→ **Tasks and exercises**:
1/ Answer these questions from the Statehouse Lake camp text:
(a) How much did a 10-minute call home cost on the camp pay telephone?
(b) In which unit did Robert Brismaster serve during World War II?
(c) In what year did the National YCC come into being?
2/ According to the Statehouse Lake camp text, why did Brismaster tell his counselors that their job was so important? Explain in one to three sentences.
3/ Write the next paragraph of the Statehouse Lake camp text, continuing after its final sentence.

** start Page excerpt **

There was also a pay telephone for camper use after 9 pm, and it cost $.75 for a 10-minute call home.  Statehouse Lake sold camp postcards and encouraged their use as they were informational. Sunday rides to church were common, and many of the campers attended Manitowish Waters Community Church and Our Lady Queen of Peace Catholic Church. 

Robert Brismaster, First Director, Statehouse Lake YCC

The first director of the YCC at Statehouse Lake was Robert Brismaster, a UW-Oshkosh professor in the speech department. He served in World War II in the Eighth Air Force Photo Reconnaissance Group. He directed the camp in a military style, believing in character building as an essential part of the camp experience. 

When the bill to create a National YCC was in the making, Brismaster stressed to his counselors how important their job was to make the camp successful because success in Wisconsin would help determine the fate of the National YCC. Brismaster’s leadership helped Statehouse Lake become a prototype for what would become the National YCC in 1971.

Former assistant director Thor Sande said, “Mr. Brismaster is synonymous with Statehouse Lake YCC Camp. He made the camp what it was.” Former camper Bob Neuman felt that “Robert Brismaster was the perfect guy at the right time to teach the kids the right way.” And another former camper, Sean Davidson, said: “Much of the integrity that I possess today can be traced to my experience at Statehouse Lake. I have benefitted from it in my personal and professional life ever since.”

His obituary in 2003 stated: “It may have been his years at Statehouse Lake YCC which Brismaster left his most important legacy as he helped turn boys into men and gave them direction for their future.” Through his leadership and direction, the camp took on a life that can still be seen at the North Lakeland Discovery Center.

Brismaster was dedicated to serving the Wisconsin Conservation Department in meeting its goals for the state while helping young people become motivated to see results from their work as well as building their self-respect as contributors to the great work that they were completing. Specific projects were designed so that campers could see outcomes from their work and take pride and ownership for their contribution, an important element to Brismaster in the development of campers.

** end Page excerpt **
** start Material **

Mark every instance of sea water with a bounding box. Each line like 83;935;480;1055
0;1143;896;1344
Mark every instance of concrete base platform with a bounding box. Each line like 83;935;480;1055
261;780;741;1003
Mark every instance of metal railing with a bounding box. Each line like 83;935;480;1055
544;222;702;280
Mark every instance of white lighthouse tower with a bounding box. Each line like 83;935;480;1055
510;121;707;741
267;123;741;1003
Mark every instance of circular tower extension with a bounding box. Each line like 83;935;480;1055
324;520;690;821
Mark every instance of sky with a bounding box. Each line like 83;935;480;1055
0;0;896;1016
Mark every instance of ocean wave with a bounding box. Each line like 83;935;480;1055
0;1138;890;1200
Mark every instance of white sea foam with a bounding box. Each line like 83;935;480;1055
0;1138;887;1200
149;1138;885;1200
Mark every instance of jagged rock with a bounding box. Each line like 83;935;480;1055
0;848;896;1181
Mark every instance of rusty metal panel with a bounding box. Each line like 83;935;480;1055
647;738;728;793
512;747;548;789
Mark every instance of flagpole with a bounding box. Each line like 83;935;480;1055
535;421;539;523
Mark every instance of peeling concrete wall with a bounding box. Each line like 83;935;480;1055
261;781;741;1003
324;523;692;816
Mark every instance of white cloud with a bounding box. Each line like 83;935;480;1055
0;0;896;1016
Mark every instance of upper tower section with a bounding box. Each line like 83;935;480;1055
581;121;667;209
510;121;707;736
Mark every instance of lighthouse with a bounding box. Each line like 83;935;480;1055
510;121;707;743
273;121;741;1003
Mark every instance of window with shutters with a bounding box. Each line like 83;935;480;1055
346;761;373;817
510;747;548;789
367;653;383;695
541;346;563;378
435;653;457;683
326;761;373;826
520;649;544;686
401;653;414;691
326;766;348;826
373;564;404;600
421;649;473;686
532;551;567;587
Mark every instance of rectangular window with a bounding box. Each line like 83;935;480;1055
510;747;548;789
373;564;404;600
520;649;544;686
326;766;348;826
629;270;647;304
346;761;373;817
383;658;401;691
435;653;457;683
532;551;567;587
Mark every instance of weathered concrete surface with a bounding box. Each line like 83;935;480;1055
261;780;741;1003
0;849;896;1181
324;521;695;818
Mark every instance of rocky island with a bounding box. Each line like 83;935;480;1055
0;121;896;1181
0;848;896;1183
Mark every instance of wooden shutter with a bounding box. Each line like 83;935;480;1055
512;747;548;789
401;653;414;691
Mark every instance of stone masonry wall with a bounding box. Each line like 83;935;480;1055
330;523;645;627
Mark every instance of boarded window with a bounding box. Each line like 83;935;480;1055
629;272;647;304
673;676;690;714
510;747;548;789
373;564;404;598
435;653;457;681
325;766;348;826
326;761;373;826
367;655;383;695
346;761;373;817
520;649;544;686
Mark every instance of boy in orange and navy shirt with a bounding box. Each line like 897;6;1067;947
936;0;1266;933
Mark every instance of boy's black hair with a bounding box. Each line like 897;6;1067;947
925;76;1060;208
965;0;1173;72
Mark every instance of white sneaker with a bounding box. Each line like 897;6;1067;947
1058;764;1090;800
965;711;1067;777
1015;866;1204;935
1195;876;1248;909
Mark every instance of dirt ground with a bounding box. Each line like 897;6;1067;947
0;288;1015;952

** end Material **

→ **Results by task**:
1/
(a) $.75
(b) The Eighth Air Force Photo Reconnaissance Group
(c) 1971

2/ A bill to create a National YCC was being prepared at the time. Brismaster believed that the camp's success in Wisconsin would help determine the fate of that national program.

3/
“Robert Brismaster, Statehouse Lakes Camp Director for many years, stressed that the original intent was to get work done in an outdoor atmosphere.” (“YCC at 30,” by Rob Drieslein, Wisconsin Natural Resources Magazine) At the same time, the Conservation Department was able to use the 32-hour work week and the man-hours of these young people to complete vital jobs in the five project areas that helped the Conservation Department in many ways.  Brismaster believed that the structured military atmosphere of the camps helped the young men to become disciplined and build a common bond of friendship and work that improved the environment. By the 1990s, the philosophy of camp life still centered on the conservation of natural resources and hard work.  The strict military style of the early years was softened, and the new philosophy centered on learning self-respect and respect for others.

In the early 1960s, Wisconsin was one of a few states with a youth conservation program.  Wisconsin became a model for the development of a national program.  In 1964, Brismaster wrote in his forward of the Statehouse Lake Counselors’ Handbook that national legislation was pending in both houses of Congress to create a national YCC based on the model of the Wisconsin YCC and others.  He commented that since the end of World War II almost every session of Congress brought up the idea of creating a Civilian Conservation Corps-like program to help our nation’s youth find meaningful work training.  President Lyndon Johnson’s “War on Poverty” included the concept.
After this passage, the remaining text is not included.